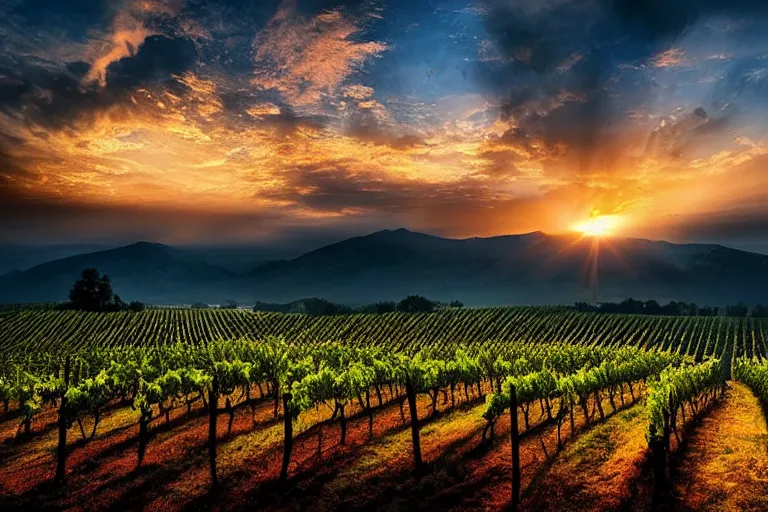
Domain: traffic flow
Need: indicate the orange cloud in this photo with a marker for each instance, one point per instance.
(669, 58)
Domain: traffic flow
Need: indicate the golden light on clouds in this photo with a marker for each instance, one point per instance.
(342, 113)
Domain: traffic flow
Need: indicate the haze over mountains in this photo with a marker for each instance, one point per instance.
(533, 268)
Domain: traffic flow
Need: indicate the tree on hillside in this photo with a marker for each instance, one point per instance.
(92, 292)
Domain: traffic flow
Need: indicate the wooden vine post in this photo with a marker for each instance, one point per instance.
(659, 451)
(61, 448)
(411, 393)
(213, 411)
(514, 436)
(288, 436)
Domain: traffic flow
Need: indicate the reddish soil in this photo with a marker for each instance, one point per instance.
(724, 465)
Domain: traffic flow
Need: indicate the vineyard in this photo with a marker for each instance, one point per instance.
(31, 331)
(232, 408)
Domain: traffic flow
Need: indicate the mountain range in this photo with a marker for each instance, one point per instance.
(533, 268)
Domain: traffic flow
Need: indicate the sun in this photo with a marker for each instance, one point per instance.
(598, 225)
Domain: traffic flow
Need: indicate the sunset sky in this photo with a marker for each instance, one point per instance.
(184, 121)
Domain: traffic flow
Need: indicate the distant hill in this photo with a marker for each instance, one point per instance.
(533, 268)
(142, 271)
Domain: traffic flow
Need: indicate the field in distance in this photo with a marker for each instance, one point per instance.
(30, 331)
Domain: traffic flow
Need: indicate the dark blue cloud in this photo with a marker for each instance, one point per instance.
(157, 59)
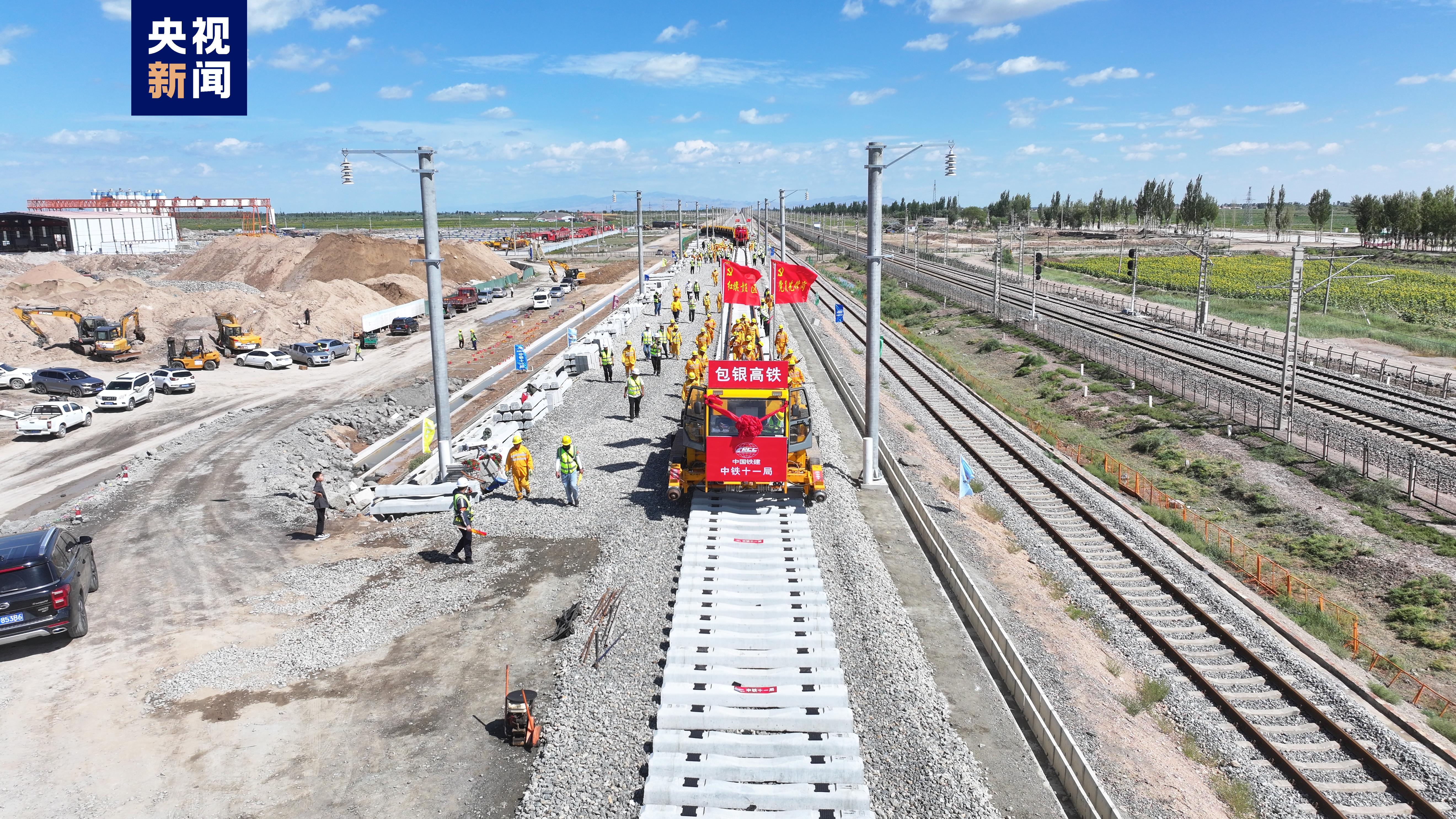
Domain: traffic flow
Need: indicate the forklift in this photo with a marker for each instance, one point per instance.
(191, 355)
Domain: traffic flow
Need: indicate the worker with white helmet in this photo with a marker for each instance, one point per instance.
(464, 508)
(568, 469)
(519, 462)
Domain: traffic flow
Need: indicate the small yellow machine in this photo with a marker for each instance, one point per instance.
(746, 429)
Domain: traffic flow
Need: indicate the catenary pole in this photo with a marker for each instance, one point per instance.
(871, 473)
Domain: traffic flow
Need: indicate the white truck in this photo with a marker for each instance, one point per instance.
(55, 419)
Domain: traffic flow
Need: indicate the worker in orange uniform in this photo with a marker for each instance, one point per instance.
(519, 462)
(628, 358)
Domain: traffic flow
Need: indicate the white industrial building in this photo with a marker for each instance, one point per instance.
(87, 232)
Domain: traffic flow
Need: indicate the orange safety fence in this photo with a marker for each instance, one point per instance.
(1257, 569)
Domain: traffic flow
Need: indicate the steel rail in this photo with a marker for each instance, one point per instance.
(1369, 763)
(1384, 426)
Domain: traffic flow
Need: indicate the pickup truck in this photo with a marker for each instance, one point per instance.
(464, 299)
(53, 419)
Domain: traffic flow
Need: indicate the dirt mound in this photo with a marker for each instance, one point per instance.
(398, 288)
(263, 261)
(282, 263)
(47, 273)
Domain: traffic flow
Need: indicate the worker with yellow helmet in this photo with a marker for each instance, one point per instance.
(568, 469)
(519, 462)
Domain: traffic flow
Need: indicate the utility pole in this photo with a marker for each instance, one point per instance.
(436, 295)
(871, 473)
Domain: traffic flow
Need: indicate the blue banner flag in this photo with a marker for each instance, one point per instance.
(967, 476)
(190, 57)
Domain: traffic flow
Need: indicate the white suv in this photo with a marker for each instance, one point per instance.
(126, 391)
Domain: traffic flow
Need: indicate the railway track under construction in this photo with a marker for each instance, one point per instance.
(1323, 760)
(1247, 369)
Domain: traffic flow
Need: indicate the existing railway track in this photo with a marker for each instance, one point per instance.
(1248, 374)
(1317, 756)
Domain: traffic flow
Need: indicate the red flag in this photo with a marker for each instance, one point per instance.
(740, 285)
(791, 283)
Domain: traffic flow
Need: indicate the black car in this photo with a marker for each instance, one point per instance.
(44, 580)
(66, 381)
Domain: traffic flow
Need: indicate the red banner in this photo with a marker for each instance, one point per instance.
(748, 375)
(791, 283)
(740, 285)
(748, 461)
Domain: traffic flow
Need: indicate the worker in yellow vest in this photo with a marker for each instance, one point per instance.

* * * * *

◆ GIVEN PROBLEM: Pictures don't belong in the copy. Transcribe every record exactly as it appears.

◆ WRITTEN SOLUTION:
Domain: traffic flow
Need: indicate the orange cloud in this photo with a marker for each instance, one point per instance.
(669, 58)
Domain: traffic flow
Need: indicate the golden light on clouds in this photo with a marker for each instance, one point per instance.
(342, 113)
Domain: traffic flow
Need: indicate the haze over mountains in this photo with a marker for each instance, one point per instance.
(533, 268)
Domain: traffic flow
Need: indicate the tree on hillside in this photo with a marker for each instance, one point per instance.
(92, 292)
Domain: traffic flow
Need: indicate the wooden vine post in this photo with a marker for each instance, one point per instance.
(659, 451)
(61, 448)
(411, 393)
(213, 411)
(514, 436)
(288, 436)
Domain: traffic flow
Need: indicate the reddish soil in this photo with a marker for each instance, one point per instance.
(724, 465)
Domain: traffic flow
Need: indicate the vineyard in this photo with a marker for each instance, one point per instance.
(31, 331)
(232, 408)
Domain: traffic flow
Need: indicate the mountain range in this photo with a marker for each instance, one point per instance.
(533, 268)
Domain: traffic flow
Need: indicate the sun in this photo with a marker for each instance, one point per instance.
(598, 225)
Domain: traffic flow
Need: indicate the sunset sky in this photo with a marker for each instance, one point per instance.
(184, 121)
Domain: traffic flow
Need: indicate the distant hill in this photo with a marker for each instance, one point per instance.
(533, 268)
(142, 271)
Domain: traffic flow
Need: indicate the field in distance in this photo with a marker for each instance, one point per instance.
(30, 331)
Domain: traffic flow
Need: indicate the dark blue cloud in this photo with a marker for each instance, one point per instance.
(157, 59)
Domain: traffic flow
Need: indicate the forklift in this photo with a marker for each instance, one point per instance.
(191, 355)
Domain: traffic flow
Need: indicate the worker with white helmet in this photo with a marker for each instance, one point per instance.
(464, 508)
(568, 469)
(519, 462)
Domain: traffic flow
Need: indicate the small yellow machine in this photo with a marker for each instance, one point per instance.
(746, 429)
Domain: traffic flow
Need: indicate the catenary pole in this photo with a marker for each instance, one point per instance.
(871, 473)
Domain: traffic flow
Need: indicate the white truck in this photo with a marker for each instance, one point per instance.
(55, 419)
Domain: traffic flow
Need: indicate the worker in orange uniform in this photo with a marker for each instance, one point per instance.
(519, 462)
(628, 358)
Domain: traffic flow
Need: indicate the white industrial building in this photo with a marker for each instance, one point per instance.
(87, 232)
Domain: traffic flow
Need: indicate the orange safety fence in this photo with a marker for each instance, one point per instance.
(1257, 569)
Domain: traffic flow
Need: indicate the steel rail in this photo with a marker for each instance, one point per instance.
(1369, 763)
(1384, 426)
Domain: traffic flow
Need: indicate the pickup truck in this photo with a marker for each instance, one point per instance.
(464, 299)
(53, 419)
Domain: traffic flow
Need: indicate the dirt mound in this photo with a marker for each instance, one point per instance.
(398, 288)
(263, 261)
(282, 263)
(47, 273)
Domain: traffic flow
Need: indicate the worker with yellow helmet in this photo with a marker for each instance, one point per instance.
(568, 469)
(519, 462)
Domain: traffic flow
Need: indicate the utility pole in this photo with a marker for each instance, one point per instance.
(436, 295)
(871, 473)
Domain: traffic flow
Need: indicate the blue banner flag in this photo with a marker for each instance, one point per instance.
(967, 476)
(190, 57)
Domain: traffic flow
Need: indicate the white suv in this photo with a marker for each instance, one point per instance.
(126, 391)
Domain: traffic flow
Need: indicate the railway track under construction in this photo with a marker for each instance, one point per instance.
(1323, 760)
(1247, 369)
Domain: traffic flow
Need: indicate the existing railway track in this photo with a marker for each instance, one point per instance.
(1248, 374)
(1317, 756)
Domain: traffic flow
Need: indicate the red flag in this photo with a marker for each instance, one point per instance.
(740, 285)
(791, 283)
Domain: traffic flow
Need: indicate the black car in this photo with a marker for each instance, one point per instance.
(44, 580)
(66, 381)
Domain: traffic flow
Need: indicate the red banner in this photo with a marker for each instance, one point per instance.
(748, 375)
(791, 283)
(740, 285)
(748, 461)
Domain: traffic flow
Need: indicate the worker in yellow vest in this photo with a marker for each instance, one point per instance.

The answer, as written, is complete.